**What you have to do**
Everything from the line that holds "of the apartment" through the end of the data below should be output exactly, both ends included.

▼

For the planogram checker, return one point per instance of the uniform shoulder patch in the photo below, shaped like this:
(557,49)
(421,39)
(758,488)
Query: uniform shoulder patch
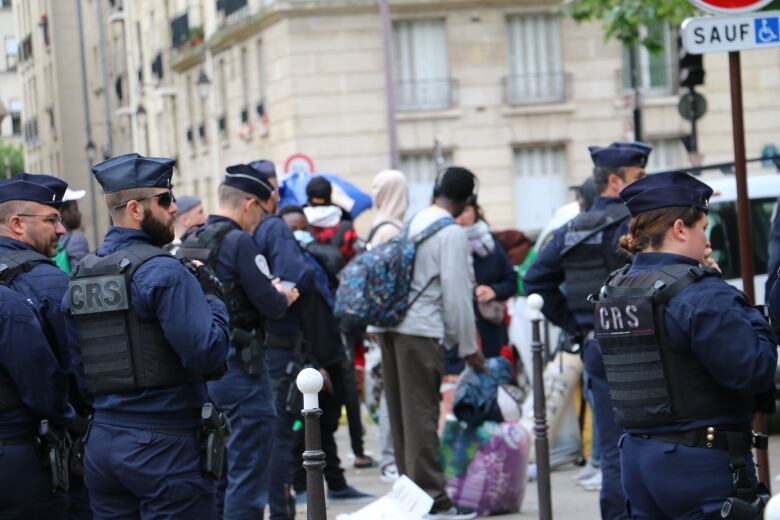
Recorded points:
(262,265)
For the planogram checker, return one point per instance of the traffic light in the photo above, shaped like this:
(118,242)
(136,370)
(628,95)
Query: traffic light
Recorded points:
(691,67)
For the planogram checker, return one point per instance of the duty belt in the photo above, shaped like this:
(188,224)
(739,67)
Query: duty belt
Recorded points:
(713,437)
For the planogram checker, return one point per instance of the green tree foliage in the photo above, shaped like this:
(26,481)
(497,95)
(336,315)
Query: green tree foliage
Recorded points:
(623,19)
(12,155)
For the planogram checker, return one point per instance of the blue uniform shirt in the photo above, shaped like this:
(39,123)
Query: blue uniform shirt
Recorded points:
(285,258)
(27,358)
(241,261)
(45,285)
(714,320)
(546,275)
(195,326)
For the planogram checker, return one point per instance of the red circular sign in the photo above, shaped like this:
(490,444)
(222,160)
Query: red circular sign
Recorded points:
(730,6)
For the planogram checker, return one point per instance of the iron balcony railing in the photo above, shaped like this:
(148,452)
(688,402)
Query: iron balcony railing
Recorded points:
(536,89)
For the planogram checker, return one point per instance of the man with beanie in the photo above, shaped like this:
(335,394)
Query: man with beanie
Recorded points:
(412,361)
(253,296)
(148,332)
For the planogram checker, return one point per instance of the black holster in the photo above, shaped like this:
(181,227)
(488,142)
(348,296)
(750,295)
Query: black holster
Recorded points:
(748,502)
(54,449)
(250,349)
(212,439)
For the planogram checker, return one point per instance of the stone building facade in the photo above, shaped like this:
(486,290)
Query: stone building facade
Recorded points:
(510,89)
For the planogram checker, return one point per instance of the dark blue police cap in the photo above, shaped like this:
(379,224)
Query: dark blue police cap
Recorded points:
(130,171)
(265,167)
(619,155)
(664,190)
(43,189)
(249,180)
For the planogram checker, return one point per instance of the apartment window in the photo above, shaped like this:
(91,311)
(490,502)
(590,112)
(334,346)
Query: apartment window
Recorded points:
(261,80)
(421,69)
(223,97)
(421,170)
(654,68)
(11,53)
(244,64)
(535,61)
(539,184)
(668,153)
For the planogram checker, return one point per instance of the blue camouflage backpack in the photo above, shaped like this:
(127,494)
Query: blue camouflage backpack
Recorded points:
(374,288)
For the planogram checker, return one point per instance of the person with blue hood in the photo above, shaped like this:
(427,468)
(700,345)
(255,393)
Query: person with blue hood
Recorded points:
(28,242)
(33,364)
(253,296)
(688,361)
(147,332)
(581,255)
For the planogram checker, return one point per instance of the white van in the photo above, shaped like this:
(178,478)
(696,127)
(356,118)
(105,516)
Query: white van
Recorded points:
(763,191)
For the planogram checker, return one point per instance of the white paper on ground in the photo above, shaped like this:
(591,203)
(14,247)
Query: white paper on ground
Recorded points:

▲

**Written response**
For the planogram checker, return one point per instance of the apartment window in the photo above, shaped like this:
(91,311)
(490,502)
(590,112)
(334,346)
Query: apartment window
Recorded points:
(261,80)
(421,69)
(223,97)
(421,170)
(654,68)
(11,53)
(244,64)
(535,61)
(539,184)
(668,153)
For the planogram checker, return one point per instance of the blue camouflage backpack in the photo above, shaped like this:
(127,494)
Query: blue camouflage backpack
Recorded points:
(374,288)
For the planogram checker, return one point per instance of the person with blue hood in the photo above, shaped like this:
(427,468)
(700,345)
(255,393)
Query: person with blue hood
Recorded points:
(28,242)
(33,364)
(253,296)
(688,361)
(147,332)
(581,255)
For the planogram checker, return one point per instance of the white van in the photo above, shaped like this:
(178,478)
(696,127)
(356,118)
(105,516)
Query: white van
Recorded points:
(763,191)
For the planogram checker, return one point per instance of the white paper on ground in the photo above, shaped like this:
(591,203)
(14,247)
Query: white paper on ground
Recorded points:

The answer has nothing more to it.